EL MÁS NOTABLE POETA ECUATORIANO
El más notable poeta ecuatoriano, al menos a mi entender, también está considerado como poeta francés. Se trata de Alfredo Gangotena(Quito, 1904-1944).
Hace ya tantos años que lo vengo guardando en el cofre de revelaciones que atesoro, desde cuando mi grande amigo Carlos Contramaestre, entonces Consejero cultural de la embajada de Venezuela en España, me regalará unas fotocopias de su obra completa. Sería a principios de 1990, si recuerdo bien.
Pero lo que no olvido fue el impacto, la conmoción profunda que me causó leer sus poemas acopiados en
Orogenia (1928),
Ausencia (1932) y
Tempestad secreta (1940). Salvo este último libro, un Cantar de los cantares del que hay que ir extrayendo tras la incandescencia de un lenguaje pletórico de contraseñas, los otros poemarios los escribió en francés, pues a París llegó con 16 años y allí entrañó la cultura gala e hizo amistad con los más connotados representantes de la poesía de su tiempo.
Pero esos contextos son lo de menos si la obra es magnífica, original hasta la médula, romperadora de tópicos o prejuicios hacia un poeta llegado a la vieja Europa desde el paralelo cero del mundo.
En aquel entonces
leí un verso suyo que guardo por siempre: “Y mi cuerpo está ocupado en morir”. Un verso salva a un poema: toda la obra nacida del alma al descubierto, de la llaga de lacerantes vértigos, de la fe cristiana que torna en plegarias la carne desgarrada del poeta, salva la Escritura del hombre raído de agonías. Anotemos una porción de su poética en torno a lo Sagrado:
Silenciosamente en la pasión de todas mis venas
Y de toda mi sangre,
Como el águila, en el centro de mi vida yo espero,
Silenciosamente
Espero que sople el gran viento de la esperanza.

■ **EL EJERCICIO**
Vuelve a escribir completo el texto sobre Alfredo Gangotena, sin cambiar nada. Las filas son un material independiente del texto sobre Alfredo Gangotena.

■ **ENTRADAS EXTRAÍDAS**
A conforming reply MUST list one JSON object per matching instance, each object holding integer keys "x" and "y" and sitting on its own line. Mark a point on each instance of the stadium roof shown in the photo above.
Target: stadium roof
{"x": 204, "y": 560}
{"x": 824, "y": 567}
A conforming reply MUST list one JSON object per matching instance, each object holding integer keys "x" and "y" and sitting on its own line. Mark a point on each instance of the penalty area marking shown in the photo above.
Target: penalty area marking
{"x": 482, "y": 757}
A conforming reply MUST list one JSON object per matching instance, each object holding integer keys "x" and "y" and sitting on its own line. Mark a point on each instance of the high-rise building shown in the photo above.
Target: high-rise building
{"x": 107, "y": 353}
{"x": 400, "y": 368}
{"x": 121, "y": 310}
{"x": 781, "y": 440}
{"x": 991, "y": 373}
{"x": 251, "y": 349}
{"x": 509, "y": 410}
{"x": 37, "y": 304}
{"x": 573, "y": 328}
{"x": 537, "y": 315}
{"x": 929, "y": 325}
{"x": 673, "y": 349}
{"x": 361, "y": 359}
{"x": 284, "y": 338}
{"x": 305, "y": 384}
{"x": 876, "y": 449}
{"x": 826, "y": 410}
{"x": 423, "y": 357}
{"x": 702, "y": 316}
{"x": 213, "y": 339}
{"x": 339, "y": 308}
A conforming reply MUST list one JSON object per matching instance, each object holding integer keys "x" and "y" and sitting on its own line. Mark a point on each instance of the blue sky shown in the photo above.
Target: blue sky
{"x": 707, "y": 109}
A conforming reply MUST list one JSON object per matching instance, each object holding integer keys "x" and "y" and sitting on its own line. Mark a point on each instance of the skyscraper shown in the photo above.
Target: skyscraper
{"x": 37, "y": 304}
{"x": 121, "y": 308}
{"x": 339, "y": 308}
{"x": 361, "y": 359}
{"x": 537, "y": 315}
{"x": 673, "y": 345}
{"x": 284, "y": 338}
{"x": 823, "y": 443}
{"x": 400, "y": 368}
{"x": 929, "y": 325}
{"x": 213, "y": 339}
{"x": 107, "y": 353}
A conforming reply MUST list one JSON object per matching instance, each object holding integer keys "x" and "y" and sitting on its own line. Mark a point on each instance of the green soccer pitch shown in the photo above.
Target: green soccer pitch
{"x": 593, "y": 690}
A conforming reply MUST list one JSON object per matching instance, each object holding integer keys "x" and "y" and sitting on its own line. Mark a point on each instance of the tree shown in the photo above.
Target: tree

■ **SOLUCIÓN**
EL MÁS NOTABLE POETA ECUATORIANO
El más notable poeta ecuatoriano, al menos a mi entender, también está considerado como poeta francés. Se trata de Alfredo Gangotena(Quito, 1904-1944).
Hace ya tantos años que lo vengo guardando en el cofre de revelaciones que atesoro, desde cuando mi grande amigo Carlos Contramaestre, entonces Consejero cultural de la embajada de Venezuela en España, me regalará unas fotocopias de su obra completa. Sería a principios de 1990, si recuerdo bien.
Pero lo que no olvido fue el impacto, la conmoción profunda que me causó leer sus poemas acopiados en
Orogenia (1928),
Ausencia (1932) y
Tempestad secreta (1940). Salvo este último libro, un Cantar de los cantares del que hay que ir extrayendo tras la incandescencia de un lenguaje pletórico de contraseñas, los otros poemarios los escribió en francés, pues a París llegó con 16 años y allí entrañó la cultura gala e hizo amistad con los más connotados representantes de la poesía de su tiempo.
Pero esos contextos son lo de menos si la obra es magnífica, original hasta la médula, romperadora de tópicos o prejuicios hacia un poeta llegado a la vieja Europa desde el paralelo cero del mundo.
En aquel entonces
leí un verso suyo que guardo por siempre: “Y mi cuerpo está ocupado en morir”. Un verso salva a un poema: toda la obra nacida del alma al descubierto, de la llaga de lacerantes vértigos, de la fe cristiana que torna en plegarias la carne desgarrada del poeta, salva la Escritura del hombre raído de agonías. Anotemos una porción de su poética en torno a lo Sagrado:
Silenciosamente en la pasión de todas mis venas
Y de toda mi sangre,
Como el águila, en el centro de mi vida yo espero,
Silenciosamente
Espero que sople el gran viento de la esperanza.